§ Brief A
Translate this sentence from the essay on patriotism and good citizenship into French: "A good citizen in Hitler’s Germany would be a bad citizen elsewhere."
§ Brief B
Please name every written work whose title appears in the essay on patriotism and good citizenship.
§ Brief C
Write a continuation of the essay on patriotism and good citizenship, starting after its final question.

§ Passage provided
-.-.-
A New Breed of Patriot

Sometimes love of country means defying her laws

Thomas Hawk/Flickr
Thomas Hawk/Flickr

Note: This post is adapted from a talk I gave on Friday, October 12, 2018, at Bard College’s Hannah Arendt Center.

In recent years, I have often found myself thinking about Aristotle’s distinction between the “good man” and the “good citizen,” and the political conditions that make the latter possible. Hannah Arendt draws on this distinction in her 1970 essay “Reflections on Civil Disobedience,” which the political philosopher Leo Strauss elucidates as follows:

In his more popular Constitution of Athens [Aristotle] suggests that the good citizen is a man who serves his country well, without any regard to the difference of regimes—who serves his country well in fundamental indifference to the change of regimes. The good citizen, in a word, is the patriotic citizen, the man whose loyalty belongs first and last to his fatherland. In his less popular Politics, Aristotle says that there is not the good citizen without qualification. For what it means to be a good citizen depends entirely on the regime. A good citizen in Hitler’s Germany would be a bad citizen elsewhere. But whereas “good citizen” is relative to the regime, “good man” does not have such relativity. The meaning of good man is always and everywhere the same. The good man is identical with the good citizen only in one case—the case of the best regime. … This amounts to saying that in his Politics, Aristotle questions the proposition that patriotism is enough. From the point of view of the patriot, the fatherland is more important than any difference of regime. From the point of view of the patriot, he who prefers any regime to the fatherland is a partisan, if not a traitor. Aristotle says in effect that the partisan sees deeper than the patriot, but that only one kind of partisan is superior to the patriot; this is the partisan of virtue.

In Donald Trump’s America, this distinction between partisan and patriot, good man and good citizen, seems more salient than it has ever been in my life. What, after all, does it mean to be a good citizen in the United States at a moment when children are torn from their parents and isolated in cages? When so many unarmed men and women—often but certainly not always black—are shot to death without repercussion? When children are slaughtered in our nation’s schoolrooms because our laws ensure that the most violent of weapons remain readily accessible, while our lawmakers impotently pantomime regret? When avowed racists march unmasked through our streets and the president condones them? “There are fine people on both sides,” he tells us. At what point are we to conclude that blind patriotism to such a regime is incompatible with the dictates of good citizenship?
-.-.-
§ Data section
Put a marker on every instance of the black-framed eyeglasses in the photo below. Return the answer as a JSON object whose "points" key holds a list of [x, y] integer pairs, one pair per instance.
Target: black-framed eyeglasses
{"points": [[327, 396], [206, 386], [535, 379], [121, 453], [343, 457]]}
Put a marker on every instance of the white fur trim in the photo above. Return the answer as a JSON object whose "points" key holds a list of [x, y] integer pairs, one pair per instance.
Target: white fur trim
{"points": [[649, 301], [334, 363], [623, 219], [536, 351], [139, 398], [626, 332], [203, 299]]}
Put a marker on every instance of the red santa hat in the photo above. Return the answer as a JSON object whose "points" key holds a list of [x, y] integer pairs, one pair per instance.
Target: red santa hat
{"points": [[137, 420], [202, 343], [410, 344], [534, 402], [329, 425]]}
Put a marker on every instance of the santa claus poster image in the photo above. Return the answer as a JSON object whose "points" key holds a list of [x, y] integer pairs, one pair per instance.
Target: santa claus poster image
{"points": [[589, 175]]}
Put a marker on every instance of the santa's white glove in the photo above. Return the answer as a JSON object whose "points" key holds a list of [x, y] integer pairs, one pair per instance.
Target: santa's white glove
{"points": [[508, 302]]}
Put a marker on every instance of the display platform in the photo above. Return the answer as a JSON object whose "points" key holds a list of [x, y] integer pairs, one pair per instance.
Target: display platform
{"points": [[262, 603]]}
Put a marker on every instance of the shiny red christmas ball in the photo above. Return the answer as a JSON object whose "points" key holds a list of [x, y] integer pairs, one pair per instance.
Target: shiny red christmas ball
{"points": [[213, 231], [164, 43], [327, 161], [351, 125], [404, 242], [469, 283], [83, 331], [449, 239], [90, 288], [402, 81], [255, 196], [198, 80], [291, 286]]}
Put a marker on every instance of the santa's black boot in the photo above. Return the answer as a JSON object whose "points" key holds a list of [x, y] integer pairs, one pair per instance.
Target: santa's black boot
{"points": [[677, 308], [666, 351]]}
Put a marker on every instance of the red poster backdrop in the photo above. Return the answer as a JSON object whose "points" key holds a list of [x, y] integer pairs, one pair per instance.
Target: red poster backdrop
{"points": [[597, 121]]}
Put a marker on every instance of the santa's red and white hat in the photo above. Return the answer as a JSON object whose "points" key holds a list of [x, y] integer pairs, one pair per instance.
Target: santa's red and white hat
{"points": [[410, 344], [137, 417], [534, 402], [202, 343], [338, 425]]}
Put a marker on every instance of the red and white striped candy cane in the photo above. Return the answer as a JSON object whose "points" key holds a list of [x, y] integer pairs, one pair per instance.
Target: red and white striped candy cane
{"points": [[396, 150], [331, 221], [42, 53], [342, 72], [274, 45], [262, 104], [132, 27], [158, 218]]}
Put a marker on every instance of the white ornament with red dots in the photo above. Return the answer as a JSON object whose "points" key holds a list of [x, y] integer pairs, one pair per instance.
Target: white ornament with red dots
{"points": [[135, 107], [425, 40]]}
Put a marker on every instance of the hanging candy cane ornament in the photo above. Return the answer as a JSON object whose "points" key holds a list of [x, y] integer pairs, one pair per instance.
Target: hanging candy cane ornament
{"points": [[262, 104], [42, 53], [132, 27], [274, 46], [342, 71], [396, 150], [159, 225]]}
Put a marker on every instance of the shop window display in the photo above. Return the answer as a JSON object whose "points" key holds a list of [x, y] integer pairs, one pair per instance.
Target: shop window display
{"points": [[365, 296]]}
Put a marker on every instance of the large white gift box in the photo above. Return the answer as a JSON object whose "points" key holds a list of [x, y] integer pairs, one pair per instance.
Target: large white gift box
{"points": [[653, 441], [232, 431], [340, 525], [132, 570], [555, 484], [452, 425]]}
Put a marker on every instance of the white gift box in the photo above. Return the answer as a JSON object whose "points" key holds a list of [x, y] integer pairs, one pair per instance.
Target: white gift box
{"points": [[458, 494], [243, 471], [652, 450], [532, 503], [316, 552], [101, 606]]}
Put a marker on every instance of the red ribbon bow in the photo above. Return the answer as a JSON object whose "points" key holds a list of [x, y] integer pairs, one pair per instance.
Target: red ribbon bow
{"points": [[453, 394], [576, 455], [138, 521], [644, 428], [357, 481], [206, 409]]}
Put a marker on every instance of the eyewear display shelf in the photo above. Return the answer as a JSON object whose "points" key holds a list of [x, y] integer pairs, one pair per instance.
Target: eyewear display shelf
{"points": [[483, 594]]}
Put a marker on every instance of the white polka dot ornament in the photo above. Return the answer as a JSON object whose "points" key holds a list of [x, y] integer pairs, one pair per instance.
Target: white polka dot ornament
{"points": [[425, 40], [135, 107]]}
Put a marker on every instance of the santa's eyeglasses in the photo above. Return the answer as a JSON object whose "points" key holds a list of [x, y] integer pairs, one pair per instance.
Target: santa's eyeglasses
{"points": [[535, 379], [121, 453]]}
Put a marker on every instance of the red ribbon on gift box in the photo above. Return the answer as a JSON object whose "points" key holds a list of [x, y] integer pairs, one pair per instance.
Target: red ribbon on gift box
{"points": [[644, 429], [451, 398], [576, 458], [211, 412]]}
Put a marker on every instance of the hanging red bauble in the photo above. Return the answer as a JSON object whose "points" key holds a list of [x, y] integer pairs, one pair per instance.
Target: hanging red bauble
-.-.-
§ Exercise response A
Un bon citoyen dans l'Allemagne de Hitler serait un mauvais citoyen ailleurs.

§ Exercise response B
- Constitution of Athens
- Politics
- "Reflections on Civil Disobedience"

§ Exercise response C
We are now living in a time when a great many Americans are deciding to disobey in a variety of nonviolent ways—some of which we may support and others we may not. We see in the country’s Sanctuary Cities, for example, police officers and mayors unwilling to do the work of rounding up undocumented immigrants for ICE agents. We see men and women taking it upon themselves to rid their communities of monuments to slavery and diminution. Elsewhere, though, we see citizens refusing to adapt to our evolving understanding of gay rights, and business owners refusing to serve same-sex couples. Despite the obvious philosophical differences in these examples, they all describe citizens disobeying the law in the name of conscience.

But there is also a more expansive understanding of civil disobedience, which in some cases may be even harder to undertake—that which necessitates going against social norms if not legal strictures. Here Arendt distinguishes between disobedience of the law, civil and criminal, and the defiance of religious, secular, political, and social authority. Is the football player Colin Kaepernick a bad citizen for kneeling during the national anthem and drawing the ire of the president and many self-professed patriots?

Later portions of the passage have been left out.